Minggu, 22 April 2012

Sepotong Episode (Masa Lalu)

Madiun, 28 Februari 2009

Barang-barang sudah kukemasi, tinggal menentengnya saja. Semoga langkahku tidak sempoyongan. Besok pertarungan sengit dimulai. Bersaing dengan orang senusantara memang tidak gampang. Tapi, lihat saja nanti...
Jadwal kereta jam sepuluh pagi. Hari ini Sabtu. Sengaja aku izin tidak masuk beladiri kempo, sibuk prepare untuk keberangkatan ke Surabaya.

Stasiun Madiun, jam 10 pagi.
Kenapa tiba-tiba dipenuhi dengan warga SMA 3 Madiun? Sebagian besar ke timur, Surabaya, tes masuk UI. Sebagian ke barat, Jogja, PBS UGM. Arah yang berlawanan dengan tujuan serupa: berjuang demi memperoleh kursi mahasiswa di PTN ternama. Aku berangkat bersama Hanif dan Nina. Rencananya, nebeng di kos kakaknya Nina, mahasiswi FK UNAIR. Ternyata, kami bukan cuma bertiga. Ada teman Nina yang ikut, anak SMA 2, namanya Yana. Cerewetnya bukan main, lucu nih anak!
Kereta Sancaka datang, dan para orangtua yang mengantar ikut-ikutan masuk ke dalam kereta atau hanya say goodbye di tepi jendela sambil berpesan dengan kelemah-lembutan, “Hati-hati ya, Sayang... Semoga berhasil.” Pun Mommy yang mengantarku. Uh, aku trenyuh. Tidak gampang meluluhkan hati Mommy, namun akhirnya disetujui juga keputusanku untuk masuk Sastra Jepang. Aku tidak boleh menyia-nyiakan kesempatan emas ini. Aku harus bisa masuk sana!
Sepanjang jalan si Yana mengoceh saja. Senang sekali dia mendapat teman baru. Sementara, Nina rajin membaca Bank Soal-nya. Aku melempar pandang ke luar jendela, risih melihat pemandangan di seberang tempat dudukku. Lagi-lagi, orang pacaran. Huft, merusak pemandangan saja!
═══
## Yang Ditanyakan
[1] Menurut catatan harian ini, jurusan apa yang akhirnya disetujui Mommy untuk dimasuki penulisnya?
[2] Lanjutkan catatan harian tentang keberangkatan ke Surabaya ini, dimulai setelah kalimat terakhirnya.

(Entri dari dataset penunjukan)
═══
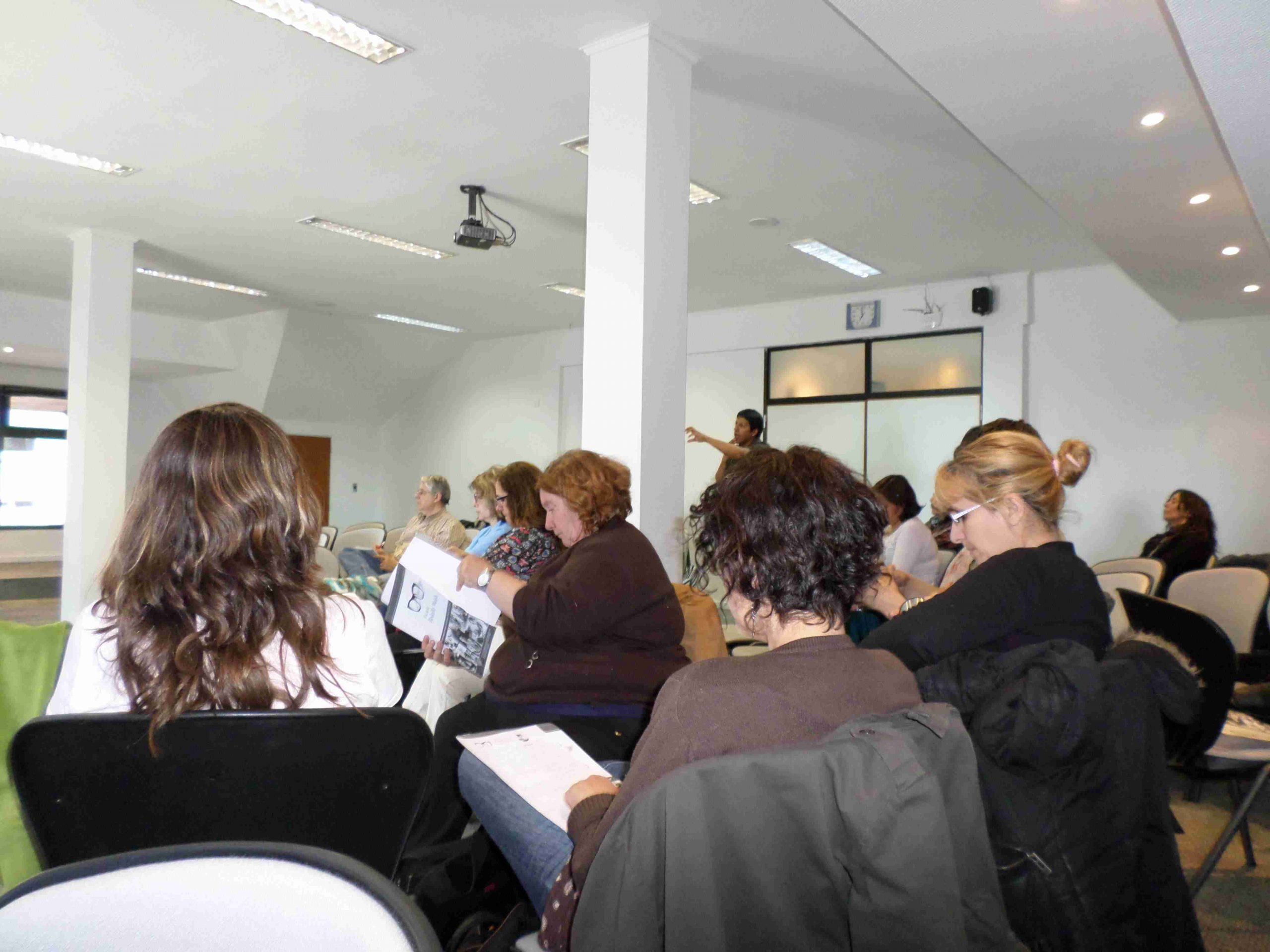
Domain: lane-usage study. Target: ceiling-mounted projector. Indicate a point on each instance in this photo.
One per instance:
(474, 232)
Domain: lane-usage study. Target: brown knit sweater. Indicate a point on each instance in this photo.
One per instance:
(599, 624)
(793, 695)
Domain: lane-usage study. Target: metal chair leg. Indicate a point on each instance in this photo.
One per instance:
═══
## Hasil Latihan
[1] Sastra Jepang.

[2]
Hei, ini Surabaya!
Sudah lama sekali aku tidak menginjakkan kaki di kota ini. Terakhir kapan, ya? Waktu aku masih kanak-kanak dulu, mungkin. Tamasya ke Bonbin. Hehehe…

Stasiun Gubeng Surabaya, jam 1 siang.
Makhluk-makhluk SMA 3 berebutan keluar kereta. Terpisah begitu saja, sibuk sendiri-sendiri. Kami berempat mencari kakaknya Nina yang katanya menjemput di sana. Mbak Emi, ternyata seorang akhwat berjilbab rapi.
Rumah kos itu bersembunyi di sebuah gang sempit. Rupanya Gubeng-UNAIR tidaklah jauh. Hmmm, Surabaya begitu metropolis—tak kalah dengan Jakarta. Gedung-gedung berdiri dengan megahnya. Begitu megah untuk orang kampung seperti aku.
Kami berempat ditempatkan di sebuah kamar ber-AC. Wah, layaknya menginap di hotel saja. Kamar mandinya bersih bukan main. Pasti kamar kos di sini mahal. Ini kos-kosan perempuan, tapi pemiliknya adalah seorang bapak, namanya Om Imam.
Mbak Emi tidak pulang-pulang, sejak siang tadi pergi. Hari sudah beranjak malam. Katanya, ada kerja kelompok. Apa nanti kalau sudah jadi mahasiswi juga sibuk begitu ya?
Saatnya cari makan! Saatnya observasi ke tempat ujian!
Mbak Emi bilang, naik angkot warna oranye. Bilang ke supirnya, turun di SMA kompleks. Hm, angkot di Surabaya tak kenal siang atau malam. Tetap saja beroperasi meski malam menjelang. Beda dengan angkot di Madiun, jam 4 sore sudah pulang ke kandang.
Setelah cukup pegal berdiri di depan gang, mencegat angkot, akhirnya kami menemukan juga angkot warna oranye. Ketika ditanya, “Pak, SMA kompleks?” si supir mengiyakan saja.
Wuih, ini dia malam Surabaya! Gemerlap!
Fakultas Kedokteran Gigi UNAIR terlihat sunyi-sepi. Nampaknya baru akan diadakan rekonstruksi. Gedungnya belum jadi.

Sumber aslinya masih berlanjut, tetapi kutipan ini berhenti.